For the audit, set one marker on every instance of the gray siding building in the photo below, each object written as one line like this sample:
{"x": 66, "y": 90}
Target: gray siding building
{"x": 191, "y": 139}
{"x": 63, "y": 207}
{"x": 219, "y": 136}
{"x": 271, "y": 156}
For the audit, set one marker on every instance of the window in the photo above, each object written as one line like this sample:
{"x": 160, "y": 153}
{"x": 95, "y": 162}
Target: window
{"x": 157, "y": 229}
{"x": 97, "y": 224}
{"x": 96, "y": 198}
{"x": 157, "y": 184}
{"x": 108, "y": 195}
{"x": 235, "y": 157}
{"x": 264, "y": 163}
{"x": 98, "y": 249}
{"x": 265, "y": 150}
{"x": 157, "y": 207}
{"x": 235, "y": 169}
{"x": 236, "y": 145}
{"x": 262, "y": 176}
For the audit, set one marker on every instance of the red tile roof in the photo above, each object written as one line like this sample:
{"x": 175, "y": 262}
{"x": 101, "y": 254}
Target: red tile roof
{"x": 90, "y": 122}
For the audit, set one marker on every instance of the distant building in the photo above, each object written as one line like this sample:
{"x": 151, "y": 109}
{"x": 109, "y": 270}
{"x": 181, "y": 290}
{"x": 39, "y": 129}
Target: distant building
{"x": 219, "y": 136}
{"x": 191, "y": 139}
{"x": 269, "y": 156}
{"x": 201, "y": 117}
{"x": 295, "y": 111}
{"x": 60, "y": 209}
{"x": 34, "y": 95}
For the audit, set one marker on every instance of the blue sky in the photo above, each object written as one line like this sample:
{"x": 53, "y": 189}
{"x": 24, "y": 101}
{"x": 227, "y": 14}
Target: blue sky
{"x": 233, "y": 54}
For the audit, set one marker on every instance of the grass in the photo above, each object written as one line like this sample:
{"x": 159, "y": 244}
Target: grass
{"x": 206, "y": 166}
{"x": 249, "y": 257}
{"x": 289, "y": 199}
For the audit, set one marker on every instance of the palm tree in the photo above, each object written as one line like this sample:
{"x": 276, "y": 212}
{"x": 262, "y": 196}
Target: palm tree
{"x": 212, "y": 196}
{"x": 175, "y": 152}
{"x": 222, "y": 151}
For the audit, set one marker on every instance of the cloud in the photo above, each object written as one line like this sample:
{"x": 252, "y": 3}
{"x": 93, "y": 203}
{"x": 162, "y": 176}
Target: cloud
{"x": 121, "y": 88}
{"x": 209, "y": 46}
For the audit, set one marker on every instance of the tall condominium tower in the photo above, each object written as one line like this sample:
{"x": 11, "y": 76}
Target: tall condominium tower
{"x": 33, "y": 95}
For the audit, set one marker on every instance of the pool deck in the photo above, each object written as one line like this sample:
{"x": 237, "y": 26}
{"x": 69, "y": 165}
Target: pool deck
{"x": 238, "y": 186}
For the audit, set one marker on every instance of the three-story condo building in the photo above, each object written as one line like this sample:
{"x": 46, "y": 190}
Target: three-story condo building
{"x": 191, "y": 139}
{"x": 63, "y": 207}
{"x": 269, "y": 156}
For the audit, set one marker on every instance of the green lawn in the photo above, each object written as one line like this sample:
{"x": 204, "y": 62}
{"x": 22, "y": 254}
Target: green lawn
◆ ◆ ◆ ◆
Directions for this task ▸ The task calls for all the records above to be repeated exactly.

Answer space ▸
For the audit, set one marker on every instance of the gray siding building in the photo below, each object written as one line like this sample:
{"x": 66, "y": 90}
Target: gray siding building
{"x": 191, "y": 139}
{"x": 63, "y": 207}
{"x": 219, "y": 136}
{"x": 271, "y": 156}
For the audit, set one marker on every instance of the window in the photo above, each object written as one line like this sample:
{"x": 160, "y": 153}
{"x": 95, "y": 162}
Target: window
{"x": 157, "y": 229}
{"x": 97, "y": 224}
{"x": 96, "y": 198}
{"x": 157, "y": 184}
{"x": 108, "y": 195}
{"x": 235, "y": 157}
{"x": 264, "y": 163}
{"x": 98, "y": 249}
{"x": 265, "y": 150}
{"x": 157, "y": 207}
{"x": 235, "y": 169}
{"x": 236, "y": 145}
{"x": 262, "y": 176}
For the audit, set one marker on every instance of the red tile roof in the photo above, each object written as one line like this sample:
{"x": 175, "y": 262}
{"x": 101, "y": 254}
Target: red tile roof
{"x": 90, "y": 122}
For the audit, set one marker on every instance of the distant building in the photo above, each object written as one line like this sample:
{"x": 151, "y": 109}
{"x": 109, "y": 270}
{"x": 181, "y": 290}
{"x": 39, "y": 129}
Target: distant building
{"x": 219, "y": 136}
{"x": 191, "y": 139}
{"x": 269, "y": 156}
{"x": 201, "y": 117}
{"x": 295, "y": 111}
{"x": 60, "y": 209}
{"x": 34, "y": 95}
For the audit, set one marker on every instance of the blue sky in the photo above, each object written as one line like this sample:
{"x": 53, "y": 189}
{"x": 24, "y": 101}
{"x": 227, "y": 14}
Target: blue sky
{"x": 233, "y": 54}
For the audit, set one marker on every instance of the grass in the photo above, each object written as one line like this sample:
{"x": 159, "y": 244}
Target: grass
{"x": 206, "y": 166}
{"x": 249, "y": 257}
{"x": 289, "y": 199}
For the audit, set one marker on every instance of the palm tree in the photo above, each object written as one line like this sample:
{"x": 276, "y": 212}
{"x": 262, "y": 196}
Target: palm tree
{"x": 212, "y": 196}
{"x": 175, "y": 152}
{"x": 222, "y": 151}
For the audit, set one marker on every instance of the cloud in the photo above, each object written as one line like this sample:
{"x": 252, "y": 3}
{"x": 93, "y": 203}
{"x": 162, "y": 176}
Target: cloud
{"x": 121, "y": 88}
{"x": 209, "y": 46}
For the audit, set one marker on every instance of the tall condominium tower in the photo above, each object written as one line like this sample:
{"x": 11, "y": 76}
Target: tall condominium tower
{"x": 33, "y": 95}
For the audit, set one marker on every instance of the pool deck in the photo above, each object written as one line like this sample:
{"x": 237, "y": 26}
{"x": 69, "y": 165}
Target: pool deck
{"x": 238, "y": 186}
For the audit, set one marker on every instance of the three-story condo building in the photo above, each object written as one line like this sample:
{"x": 46, "y": 190}
Target: three-story condo building
{"x": 191, "y": 139}
{"x": 63, "y": 207}
{"x": 269, "y": 156}
For the audit, set one marker on every instance of the green lawn in the photo above, each object written as one line like this sample:
{"x": 204, "y": 62}
{"x": 22, "y": 254}
Target: green lawn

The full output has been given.